Using the material below, print the line that contains "Pick out the wooden post", the line that contains "Target: wooden post", and every line in between, exactly and nothing else.

Data extracts Block Start

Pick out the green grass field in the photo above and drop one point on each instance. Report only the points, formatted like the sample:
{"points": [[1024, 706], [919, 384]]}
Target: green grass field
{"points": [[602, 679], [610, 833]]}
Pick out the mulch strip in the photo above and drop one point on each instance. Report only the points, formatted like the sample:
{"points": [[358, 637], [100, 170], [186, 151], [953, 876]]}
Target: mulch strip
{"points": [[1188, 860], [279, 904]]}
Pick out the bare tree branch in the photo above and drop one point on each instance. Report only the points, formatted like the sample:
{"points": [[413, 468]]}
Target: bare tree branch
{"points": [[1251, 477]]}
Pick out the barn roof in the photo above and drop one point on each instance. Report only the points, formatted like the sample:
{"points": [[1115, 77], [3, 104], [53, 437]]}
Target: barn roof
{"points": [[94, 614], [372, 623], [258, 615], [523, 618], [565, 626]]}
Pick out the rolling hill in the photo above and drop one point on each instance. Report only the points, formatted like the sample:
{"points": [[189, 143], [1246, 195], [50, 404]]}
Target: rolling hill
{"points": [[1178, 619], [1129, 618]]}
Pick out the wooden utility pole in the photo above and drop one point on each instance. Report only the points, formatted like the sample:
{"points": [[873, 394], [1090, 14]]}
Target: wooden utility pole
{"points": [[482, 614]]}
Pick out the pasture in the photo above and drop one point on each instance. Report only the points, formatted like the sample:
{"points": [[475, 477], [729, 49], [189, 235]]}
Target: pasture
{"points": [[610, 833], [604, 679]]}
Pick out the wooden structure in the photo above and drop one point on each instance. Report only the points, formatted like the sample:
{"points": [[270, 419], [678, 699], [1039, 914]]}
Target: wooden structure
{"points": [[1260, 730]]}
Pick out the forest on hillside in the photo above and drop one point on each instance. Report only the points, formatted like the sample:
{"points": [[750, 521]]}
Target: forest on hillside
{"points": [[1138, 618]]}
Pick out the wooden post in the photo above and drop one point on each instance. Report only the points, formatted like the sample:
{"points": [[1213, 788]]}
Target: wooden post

Data extracts Block End
Data extracts Block Start

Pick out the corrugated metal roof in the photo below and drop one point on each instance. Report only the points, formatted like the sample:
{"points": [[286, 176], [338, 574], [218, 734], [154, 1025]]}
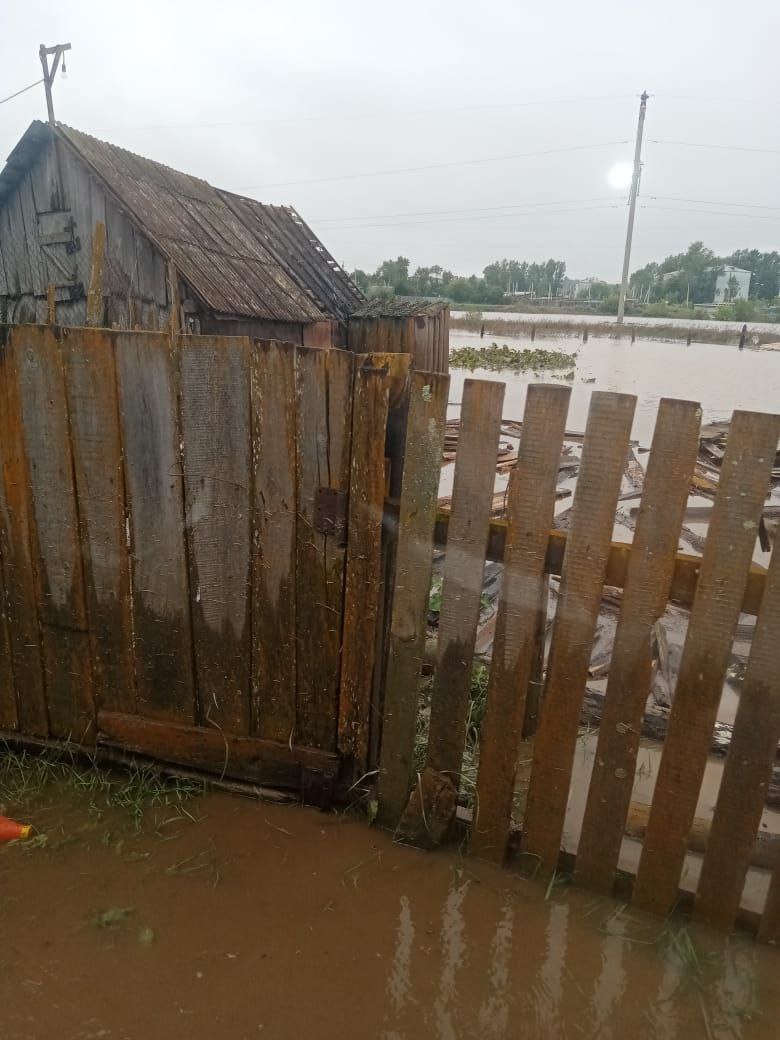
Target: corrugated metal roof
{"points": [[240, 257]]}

Data extracts Block End
Data extracts Block Start

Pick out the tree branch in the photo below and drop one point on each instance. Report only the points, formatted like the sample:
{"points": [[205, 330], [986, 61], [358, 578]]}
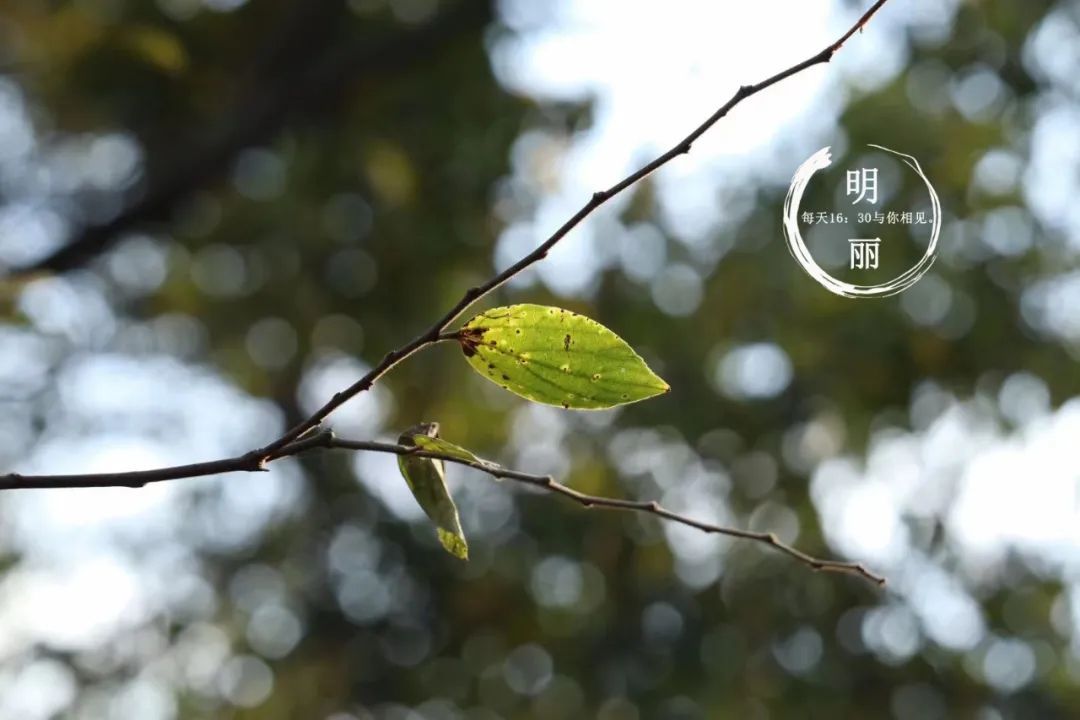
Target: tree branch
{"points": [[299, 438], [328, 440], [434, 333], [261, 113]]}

Data extracts Block End

*Solution for this problem*:
Pick out the wooden post in the photo above and drop one point on each instance. Report only the points, formatted like the sample:
{"points": [[1213, 788]]}
Target: wooden post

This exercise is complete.